Vaccination Pace Trails Expectations as U.S. Sends Out Shots
(Bloomberg) -- The push to get Americans vaccinated against the coronavirus is proceeding more slowly than expected, an official in charge of the effort said, even as the number of shots given reached 1 million.
Moncef Slaoui, the chief scientific adviser to U.S. vaccine program Operation Warp Speed, said on a call with reporters Wednesday that getting shots into people’s arms isn’t going as quickly as he’d thought. “We’re here to help the states to accelerate that appropriately,” Slaoui said.
About 1 million doses have been administered since the inoculation campaign began last week, according to data from the Centers for Disease Control and Prevention, but that substantially trails the pace of distribution. More than 9 million shots have been sent around the U.S. so far, according to the CDC.
Next week, the government plans to ship another 4.67 million doses, putting it on track to disburse 20 million shots to the states by year-end, according to General Gustave Perna, Operation Warp Speed’s chief operations officer.
Last week, U.S. regulators issued an emergency-use authorization for Moderna Inc.’s vaccine, adding it to a similar shot made by Pfizer Inc. and BioNTech SE that gained clearance a week earlier. The federal government plans to release 2.67 million doses of the Pfizer vaccine and 2 million doses of the Moderna shot next week.
Effectively deploying the vaccines will be key to beating back a pandemic that has infected more than 18 million Americans. Both the Pfizer and the Moderna shots are two-dose regimens; while Pfizer’s must be kept at extremely low temperatures, Moderna’s can be stored in a standard freezer.
Overall, some 15.5 million doses have been allocated to states, territories and a handful of cities, said Perna. Warp Speed officials are communicating with local leaders to coordinate the campaign, offering to tap pharmacies or extend the use of existing administration sites to help add capacity and capability, Perna said.
“I do believe that will progress here quickly as the two things come together,” Perna said.
Vaccination has begun in 238 long-term care facilities in 12 states through a partnership with pharmacy chains CVS Health Corp. and Walgreens Boots Alliance Inc., Perna said. Another 1,000 facilities in about 13 states will receive Covid-19 vaccines next week, he said.
While the U.S. effort is ramping up, some states have reported distribution issues. A Minnesota health official said Wednesday that shipments of Moderna’s vaccine to that state were delayed.

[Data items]
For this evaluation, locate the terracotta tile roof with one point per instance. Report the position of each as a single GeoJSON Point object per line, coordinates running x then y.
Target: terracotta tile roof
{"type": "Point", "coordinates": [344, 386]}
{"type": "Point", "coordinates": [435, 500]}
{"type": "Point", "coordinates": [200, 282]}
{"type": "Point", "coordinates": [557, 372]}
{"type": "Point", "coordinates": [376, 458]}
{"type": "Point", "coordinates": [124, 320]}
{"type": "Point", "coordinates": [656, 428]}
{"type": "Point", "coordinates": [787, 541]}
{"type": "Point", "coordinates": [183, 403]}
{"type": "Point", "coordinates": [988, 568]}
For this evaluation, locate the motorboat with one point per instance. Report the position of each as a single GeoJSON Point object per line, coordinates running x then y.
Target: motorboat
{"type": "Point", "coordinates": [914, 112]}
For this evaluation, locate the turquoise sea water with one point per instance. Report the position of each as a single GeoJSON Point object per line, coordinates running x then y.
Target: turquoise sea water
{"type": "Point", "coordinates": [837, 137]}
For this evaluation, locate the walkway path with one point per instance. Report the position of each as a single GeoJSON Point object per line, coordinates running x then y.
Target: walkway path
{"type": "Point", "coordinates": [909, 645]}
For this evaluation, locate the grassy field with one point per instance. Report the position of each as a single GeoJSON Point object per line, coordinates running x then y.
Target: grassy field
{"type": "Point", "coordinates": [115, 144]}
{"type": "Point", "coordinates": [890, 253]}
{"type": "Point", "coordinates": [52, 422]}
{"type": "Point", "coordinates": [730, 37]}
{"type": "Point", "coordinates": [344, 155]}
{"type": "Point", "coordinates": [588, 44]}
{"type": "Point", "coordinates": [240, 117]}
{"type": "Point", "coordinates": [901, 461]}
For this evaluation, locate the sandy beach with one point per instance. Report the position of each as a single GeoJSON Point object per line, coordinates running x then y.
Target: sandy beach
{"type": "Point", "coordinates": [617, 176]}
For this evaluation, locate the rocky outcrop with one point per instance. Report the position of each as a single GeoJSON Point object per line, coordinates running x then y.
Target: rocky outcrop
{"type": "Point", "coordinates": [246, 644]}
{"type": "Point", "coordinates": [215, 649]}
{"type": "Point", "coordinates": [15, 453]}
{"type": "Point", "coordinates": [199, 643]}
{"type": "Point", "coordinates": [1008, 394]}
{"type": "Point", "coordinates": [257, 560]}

...

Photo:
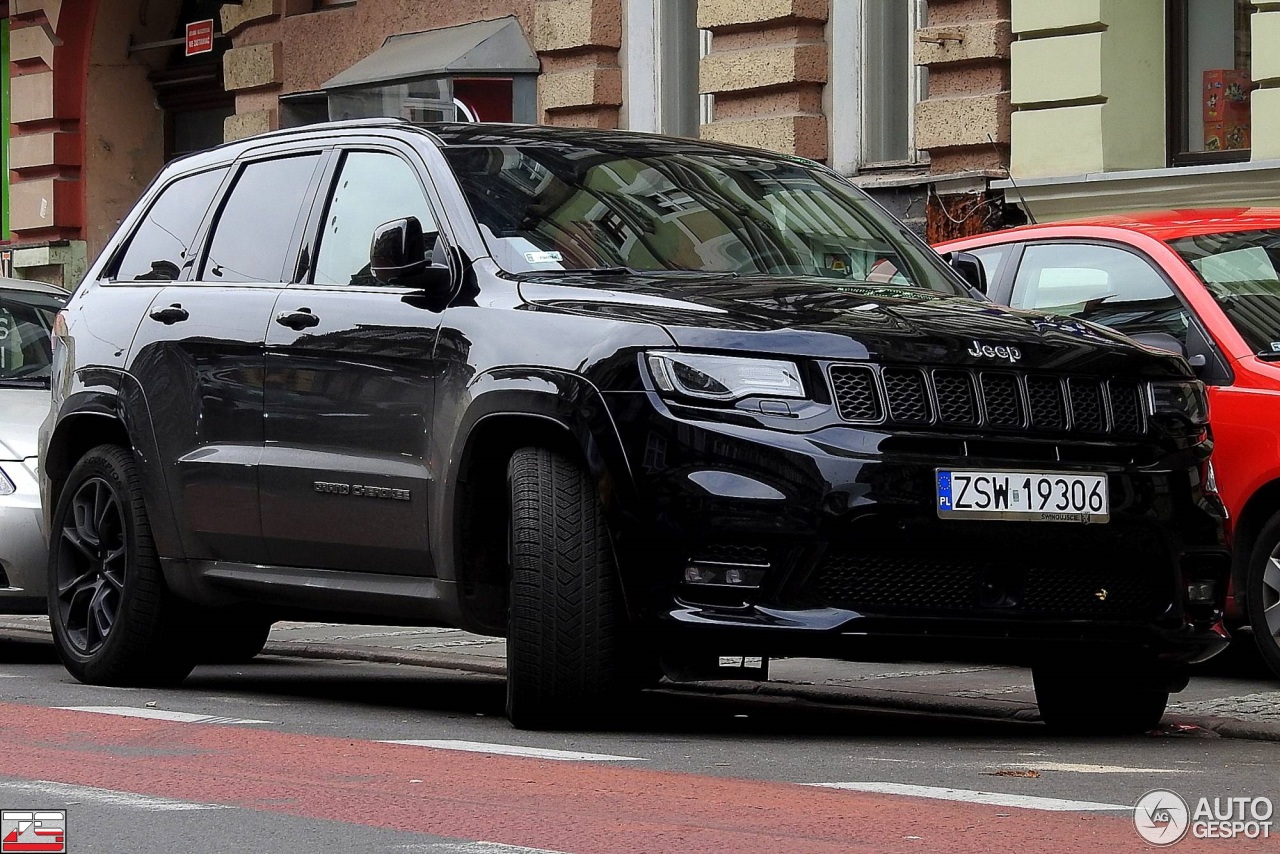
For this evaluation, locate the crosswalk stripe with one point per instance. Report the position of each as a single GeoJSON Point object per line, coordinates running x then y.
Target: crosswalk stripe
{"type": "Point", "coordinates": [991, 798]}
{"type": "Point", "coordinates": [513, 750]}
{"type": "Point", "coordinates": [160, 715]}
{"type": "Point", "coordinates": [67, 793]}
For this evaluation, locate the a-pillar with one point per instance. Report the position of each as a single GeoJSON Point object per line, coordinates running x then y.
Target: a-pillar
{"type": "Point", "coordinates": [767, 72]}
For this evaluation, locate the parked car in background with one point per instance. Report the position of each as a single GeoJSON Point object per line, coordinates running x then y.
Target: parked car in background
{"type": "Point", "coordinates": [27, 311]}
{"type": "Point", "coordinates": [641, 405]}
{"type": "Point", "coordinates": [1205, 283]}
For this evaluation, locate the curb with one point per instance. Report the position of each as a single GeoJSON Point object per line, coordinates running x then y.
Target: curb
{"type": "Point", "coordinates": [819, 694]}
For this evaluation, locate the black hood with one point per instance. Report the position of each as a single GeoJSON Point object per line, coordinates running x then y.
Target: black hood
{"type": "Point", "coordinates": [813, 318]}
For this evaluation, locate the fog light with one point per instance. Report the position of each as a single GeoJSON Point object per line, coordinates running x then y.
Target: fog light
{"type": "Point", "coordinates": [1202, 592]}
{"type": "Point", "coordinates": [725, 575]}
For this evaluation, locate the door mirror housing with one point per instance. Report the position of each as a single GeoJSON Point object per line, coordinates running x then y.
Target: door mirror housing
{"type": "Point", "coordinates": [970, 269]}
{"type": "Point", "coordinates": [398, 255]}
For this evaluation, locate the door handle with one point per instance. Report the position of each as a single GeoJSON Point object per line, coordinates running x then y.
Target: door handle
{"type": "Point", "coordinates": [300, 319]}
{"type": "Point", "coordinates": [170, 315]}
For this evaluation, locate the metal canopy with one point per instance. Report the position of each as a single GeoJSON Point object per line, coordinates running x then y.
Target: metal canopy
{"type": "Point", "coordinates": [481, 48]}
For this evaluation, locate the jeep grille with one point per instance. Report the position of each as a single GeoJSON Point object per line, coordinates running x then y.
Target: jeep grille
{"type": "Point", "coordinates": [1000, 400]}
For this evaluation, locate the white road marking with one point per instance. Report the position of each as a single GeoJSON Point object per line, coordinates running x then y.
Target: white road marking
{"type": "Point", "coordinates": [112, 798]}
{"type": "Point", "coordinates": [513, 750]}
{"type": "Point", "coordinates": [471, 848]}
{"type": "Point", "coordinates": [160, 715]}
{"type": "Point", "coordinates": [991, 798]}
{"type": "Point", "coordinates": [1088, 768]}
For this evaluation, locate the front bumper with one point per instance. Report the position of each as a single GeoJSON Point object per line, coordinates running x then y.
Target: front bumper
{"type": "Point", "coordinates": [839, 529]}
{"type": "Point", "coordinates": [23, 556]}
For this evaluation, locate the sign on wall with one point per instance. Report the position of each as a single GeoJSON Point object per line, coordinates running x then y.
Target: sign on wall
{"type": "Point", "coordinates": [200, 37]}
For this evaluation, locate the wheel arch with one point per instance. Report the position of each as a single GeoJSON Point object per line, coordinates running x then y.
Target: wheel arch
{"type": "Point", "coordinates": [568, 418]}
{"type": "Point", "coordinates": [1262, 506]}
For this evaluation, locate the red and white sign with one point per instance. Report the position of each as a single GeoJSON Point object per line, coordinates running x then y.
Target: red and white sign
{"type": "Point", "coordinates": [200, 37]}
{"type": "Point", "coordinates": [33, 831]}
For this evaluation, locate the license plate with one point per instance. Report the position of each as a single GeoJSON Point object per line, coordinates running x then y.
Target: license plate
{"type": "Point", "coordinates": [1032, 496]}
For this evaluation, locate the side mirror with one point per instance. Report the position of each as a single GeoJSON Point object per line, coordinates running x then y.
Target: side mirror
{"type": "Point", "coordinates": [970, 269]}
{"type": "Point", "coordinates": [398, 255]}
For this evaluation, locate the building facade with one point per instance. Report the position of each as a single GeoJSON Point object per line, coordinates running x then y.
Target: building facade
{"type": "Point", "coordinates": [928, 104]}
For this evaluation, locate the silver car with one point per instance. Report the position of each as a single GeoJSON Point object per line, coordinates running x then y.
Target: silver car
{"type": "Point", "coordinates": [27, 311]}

...

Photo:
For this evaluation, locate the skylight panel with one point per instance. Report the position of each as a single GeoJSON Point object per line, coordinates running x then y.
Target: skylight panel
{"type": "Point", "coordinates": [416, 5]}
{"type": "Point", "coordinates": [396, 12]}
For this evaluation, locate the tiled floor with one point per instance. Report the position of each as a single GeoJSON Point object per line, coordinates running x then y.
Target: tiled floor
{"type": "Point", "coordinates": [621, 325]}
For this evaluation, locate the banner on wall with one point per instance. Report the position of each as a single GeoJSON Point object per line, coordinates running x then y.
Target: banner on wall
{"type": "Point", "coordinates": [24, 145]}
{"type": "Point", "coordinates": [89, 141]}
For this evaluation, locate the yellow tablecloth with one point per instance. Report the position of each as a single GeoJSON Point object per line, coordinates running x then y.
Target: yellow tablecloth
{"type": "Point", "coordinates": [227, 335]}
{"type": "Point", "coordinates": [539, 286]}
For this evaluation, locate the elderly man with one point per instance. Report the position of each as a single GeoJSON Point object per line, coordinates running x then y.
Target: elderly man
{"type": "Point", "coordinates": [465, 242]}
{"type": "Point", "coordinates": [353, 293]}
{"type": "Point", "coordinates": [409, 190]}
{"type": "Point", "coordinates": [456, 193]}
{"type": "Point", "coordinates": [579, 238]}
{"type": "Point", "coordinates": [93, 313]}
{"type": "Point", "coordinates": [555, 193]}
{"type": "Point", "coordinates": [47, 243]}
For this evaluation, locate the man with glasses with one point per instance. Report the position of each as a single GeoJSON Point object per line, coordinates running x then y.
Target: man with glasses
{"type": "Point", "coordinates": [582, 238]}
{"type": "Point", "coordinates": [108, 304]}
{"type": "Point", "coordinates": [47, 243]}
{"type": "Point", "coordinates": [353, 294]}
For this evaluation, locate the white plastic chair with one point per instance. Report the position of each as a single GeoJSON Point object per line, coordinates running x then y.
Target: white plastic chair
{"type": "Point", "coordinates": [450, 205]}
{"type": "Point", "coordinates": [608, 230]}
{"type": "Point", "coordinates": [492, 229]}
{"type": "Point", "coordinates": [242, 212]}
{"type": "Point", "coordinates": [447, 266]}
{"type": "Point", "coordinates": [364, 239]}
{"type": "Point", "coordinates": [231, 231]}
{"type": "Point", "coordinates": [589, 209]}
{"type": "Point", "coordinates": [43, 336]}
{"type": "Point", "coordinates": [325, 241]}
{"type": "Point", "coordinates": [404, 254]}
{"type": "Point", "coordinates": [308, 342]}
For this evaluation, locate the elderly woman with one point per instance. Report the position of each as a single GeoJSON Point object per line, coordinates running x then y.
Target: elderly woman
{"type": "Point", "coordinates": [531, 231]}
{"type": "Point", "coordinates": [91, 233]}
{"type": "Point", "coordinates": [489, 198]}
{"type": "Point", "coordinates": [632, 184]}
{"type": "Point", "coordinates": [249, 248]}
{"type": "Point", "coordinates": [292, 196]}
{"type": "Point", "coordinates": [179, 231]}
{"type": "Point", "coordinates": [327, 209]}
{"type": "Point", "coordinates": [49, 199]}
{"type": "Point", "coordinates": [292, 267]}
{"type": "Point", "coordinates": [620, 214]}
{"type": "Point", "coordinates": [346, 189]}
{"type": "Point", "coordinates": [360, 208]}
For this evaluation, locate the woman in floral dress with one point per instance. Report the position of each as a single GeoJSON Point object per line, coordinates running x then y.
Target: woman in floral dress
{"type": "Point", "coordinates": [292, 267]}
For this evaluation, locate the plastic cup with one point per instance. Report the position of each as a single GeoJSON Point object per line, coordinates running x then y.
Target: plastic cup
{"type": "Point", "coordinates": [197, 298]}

_WHAT THIS EXERCISE ASKS_
A) For each statement, say whether it agrees with the vaccination article, answering yes or no and quoting the words of the article that decide it. (i) About 1 million doses had been administered according to CDC data. (ii) The Moderna vaccine must be kept at extremely low temperatures. (iii) The federal government plans to release 3 million doses of the Pfizer vaccine next week.
B) List every company that the vaccination article names as a vaccine maker or a pharmacy chain.
C) Translate this sentence from the vaccination article into Spanish: "Both the Pfizer and the Moderna shots are two-dose regimens; while Pfizer’s must be kept at extremely low temperatures, Moderna’s can be stored in a standard freezer."
The data items have no connection to the vaccination article.

_TASK RESULTS_
A)
(i) Yes: "About 1 million doses have been administered since the inoculation campaign began last week, according to data from the Centers for Disease Control and Prevention"
(ii) No: "Moderna’s can be stored in a standard freezer."
(iii) No: "The federal government plans to release 2.67 million doses of the Pfizer vaccine"

B) Moderna Inc., Pfizer Inc., BioNTech SE, CVS Health Corp., Walgreens Boots Alliance Inc.

C) Tanto la vacuna de Pfizer como la de Moderna requieren dos dosis; mientras que la de Pfizer debe conservarse a temperaturas extremadamente bajas, la de Moderna puede almacenarse en un congelador estándar.